Alıntı metin:
Güncelleme Tarihi:

ETİLER Huzurevi Yaşlı Bakım ve Rehabilitasyon Merkezi’nde dün sabah yaşamını yitiren 89 yaşındaki Siyaset bilimci ve tarih profesörü Mete Tunçay için Levent’teki Afet Yolal Camisi’nde cenaze töreni düzenlendi. Törene, Tunçay’ın ailesi, yakınları ve dostları ile Zeytinburnu Belediye Başkanı Ömer Arısoy katıldı. İkindi vakti kılınan cenaze namazının ardından Tunçay’ın naaşı, cenaze aracına konuldu. Mete Tunçay’ın cenazesi, Feriköy Mezarlığı’nda toprağa verildi.

Görev A: Cenaze haberindeki "ETİLER Huzurevi Yaşlı Bakım" sözleriyle başlayan paragrafı, temel bilgileri koruyarak madde madde yeniden yazın.
Görev B: Cenaze haberinin "ETİLER Huzurevi Yaşlı" ifadesiyle başlayıp "Mezarlığı’nda toprağa verildi." ifadesiyle biten bölümünü hiç değiştirmeden yeniden verin.
Aşağıdaki listenin bu işte hiçbir rolü yoktur.

Kayıtlı girdiler:
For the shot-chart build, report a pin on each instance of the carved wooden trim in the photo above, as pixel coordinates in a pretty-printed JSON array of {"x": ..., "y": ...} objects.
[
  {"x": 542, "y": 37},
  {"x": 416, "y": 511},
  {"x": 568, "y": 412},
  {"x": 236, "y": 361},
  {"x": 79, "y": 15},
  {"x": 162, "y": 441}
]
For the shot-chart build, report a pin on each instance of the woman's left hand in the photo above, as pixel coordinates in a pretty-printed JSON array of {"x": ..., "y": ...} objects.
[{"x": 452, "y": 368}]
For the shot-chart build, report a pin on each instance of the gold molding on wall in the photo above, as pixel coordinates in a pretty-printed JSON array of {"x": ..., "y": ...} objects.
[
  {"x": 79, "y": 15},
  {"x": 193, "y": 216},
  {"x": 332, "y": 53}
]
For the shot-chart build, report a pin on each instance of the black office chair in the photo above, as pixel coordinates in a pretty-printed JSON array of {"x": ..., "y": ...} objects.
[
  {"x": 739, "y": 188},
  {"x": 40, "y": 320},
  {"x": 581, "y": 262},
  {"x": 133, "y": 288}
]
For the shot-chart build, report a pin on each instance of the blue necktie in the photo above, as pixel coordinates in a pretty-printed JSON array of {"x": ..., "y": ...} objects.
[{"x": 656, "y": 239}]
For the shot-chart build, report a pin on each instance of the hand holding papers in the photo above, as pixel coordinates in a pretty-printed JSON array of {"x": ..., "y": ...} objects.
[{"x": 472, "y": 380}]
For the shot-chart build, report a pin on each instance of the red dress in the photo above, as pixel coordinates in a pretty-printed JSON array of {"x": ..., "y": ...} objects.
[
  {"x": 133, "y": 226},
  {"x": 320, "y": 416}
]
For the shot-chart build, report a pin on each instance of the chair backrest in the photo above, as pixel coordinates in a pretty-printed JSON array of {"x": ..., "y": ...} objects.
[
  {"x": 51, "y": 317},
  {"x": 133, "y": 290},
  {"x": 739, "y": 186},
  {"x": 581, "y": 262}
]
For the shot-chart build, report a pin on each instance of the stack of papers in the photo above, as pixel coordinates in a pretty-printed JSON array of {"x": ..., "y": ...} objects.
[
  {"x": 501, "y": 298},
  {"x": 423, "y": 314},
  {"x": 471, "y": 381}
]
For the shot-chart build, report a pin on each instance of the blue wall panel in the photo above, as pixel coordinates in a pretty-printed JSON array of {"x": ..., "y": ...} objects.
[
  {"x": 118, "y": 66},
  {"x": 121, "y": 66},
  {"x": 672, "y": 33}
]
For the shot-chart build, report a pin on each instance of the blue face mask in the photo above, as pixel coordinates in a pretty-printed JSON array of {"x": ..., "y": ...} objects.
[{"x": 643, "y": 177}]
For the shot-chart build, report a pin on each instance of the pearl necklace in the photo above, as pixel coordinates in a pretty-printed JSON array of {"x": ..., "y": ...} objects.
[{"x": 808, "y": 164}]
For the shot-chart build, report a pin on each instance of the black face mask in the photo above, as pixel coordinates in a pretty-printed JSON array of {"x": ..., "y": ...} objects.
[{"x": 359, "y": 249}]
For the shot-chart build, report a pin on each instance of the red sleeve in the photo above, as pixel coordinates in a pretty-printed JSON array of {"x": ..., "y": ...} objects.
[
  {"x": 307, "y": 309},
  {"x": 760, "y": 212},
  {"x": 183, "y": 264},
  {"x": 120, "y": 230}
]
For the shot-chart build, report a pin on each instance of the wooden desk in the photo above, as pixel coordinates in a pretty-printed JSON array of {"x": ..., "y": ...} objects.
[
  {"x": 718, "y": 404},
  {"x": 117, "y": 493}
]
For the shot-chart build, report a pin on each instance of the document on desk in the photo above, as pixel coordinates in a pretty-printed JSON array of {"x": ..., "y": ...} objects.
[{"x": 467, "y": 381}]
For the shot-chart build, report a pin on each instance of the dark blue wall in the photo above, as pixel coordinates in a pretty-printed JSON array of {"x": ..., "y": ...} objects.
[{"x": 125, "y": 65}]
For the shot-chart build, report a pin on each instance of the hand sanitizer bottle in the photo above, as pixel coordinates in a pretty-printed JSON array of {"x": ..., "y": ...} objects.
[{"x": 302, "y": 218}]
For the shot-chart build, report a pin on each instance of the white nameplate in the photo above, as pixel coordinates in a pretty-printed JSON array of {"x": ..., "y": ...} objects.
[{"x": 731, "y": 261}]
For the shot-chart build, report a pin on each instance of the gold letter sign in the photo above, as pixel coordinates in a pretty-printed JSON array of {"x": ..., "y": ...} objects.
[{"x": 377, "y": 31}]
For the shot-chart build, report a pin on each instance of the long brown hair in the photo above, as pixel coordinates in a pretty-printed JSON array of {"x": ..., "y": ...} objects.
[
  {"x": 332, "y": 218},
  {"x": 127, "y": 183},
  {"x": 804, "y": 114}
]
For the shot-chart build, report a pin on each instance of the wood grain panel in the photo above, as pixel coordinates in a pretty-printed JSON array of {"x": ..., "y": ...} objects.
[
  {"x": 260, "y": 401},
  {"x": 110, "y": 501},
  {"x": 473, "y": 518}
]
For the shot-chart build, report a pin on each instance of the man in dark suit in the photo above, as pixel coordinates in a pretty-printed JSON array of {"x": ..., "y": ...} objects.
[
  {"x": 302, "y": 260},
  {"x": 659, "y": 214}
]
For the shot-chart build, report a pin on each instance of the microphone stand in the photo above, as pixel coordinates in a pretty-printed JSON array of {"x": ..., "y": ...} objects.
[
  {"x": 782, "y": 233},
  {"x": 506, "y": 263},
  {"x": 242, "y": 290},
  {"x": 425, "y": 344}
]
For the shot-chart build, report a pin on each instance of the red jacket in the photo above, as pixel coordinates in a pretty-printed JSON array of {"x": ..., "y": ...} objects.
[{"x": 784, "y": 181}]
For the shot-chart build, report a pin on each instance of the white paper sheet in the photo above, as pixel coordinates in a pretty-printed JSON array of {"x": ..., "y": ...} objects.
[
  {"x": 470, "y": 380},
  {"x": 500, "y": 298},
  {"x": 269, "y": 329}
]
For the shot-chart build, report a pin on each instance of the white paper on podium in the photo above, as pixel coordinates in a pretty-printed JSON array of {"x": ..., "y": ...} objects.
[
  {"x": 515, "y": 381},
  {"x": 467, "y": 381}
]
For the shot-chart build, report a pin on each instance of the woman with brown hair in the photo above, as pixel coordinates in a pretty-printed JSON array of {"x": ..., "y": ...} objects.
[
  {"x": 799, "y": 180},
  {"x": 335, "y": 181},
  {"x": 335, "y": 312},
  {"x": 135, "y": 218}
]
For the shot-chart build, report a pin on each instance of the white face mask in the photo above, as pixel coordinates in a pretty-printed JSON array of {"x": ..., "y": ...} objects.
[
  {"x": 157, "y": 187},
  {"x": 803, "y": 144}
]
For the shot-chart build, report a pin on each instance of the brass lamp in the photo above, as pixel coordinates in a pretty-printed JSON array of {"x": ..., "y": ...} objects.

Doğru yanıt A:
- Siyaset bilimci ve tarih profesörü Mete Tunçay, 89 yaşında, dün sabah ETİLER Huzurevi Yaşlı Bakım ve Rehabilitasyon Merkezi'nde yaşamını yitirdi.
- Levent'teki Afet Yolal Camisi'nde cenaze töreni düzenlendi.
- Törene Tunçay'ın ailesi, yakınları, dostları ve Zeytinburnu Belediye Başkanı Ömer Arısoy katıldı.
- İkindi vakti kılınan cenaze namazından sonra naaş cenaze aracına konuldu.
- Tunçay, Feriköy Mezarlığı'nda toprağa verildi.

Doğru yanıt B:
ETİLER Huzurevi Yaşlı Bakım ve Rehabilitasyon Merkezi’nde dün sabah yaşamını yitiren 89 yaşındaki Siyaset bilimci ve tarih profesörü Mete Tunçay için Levent’teki Afet Yolal Camisi’nde cenaze töreni düzenlendi. Törene, Tunçay’ın ailesi, yakınları ve dostları ile Zeytinburnu Belediye Başkanı Ömer Arısoy katıldı. İkindi vakti kılınan cenaze namazının ardından Tunçay’ın naaşı, cenaze aracına konuldu. Mete Tunçay’ın cenazesi, Feriköy Mezarlığı’nda toprağa verildi.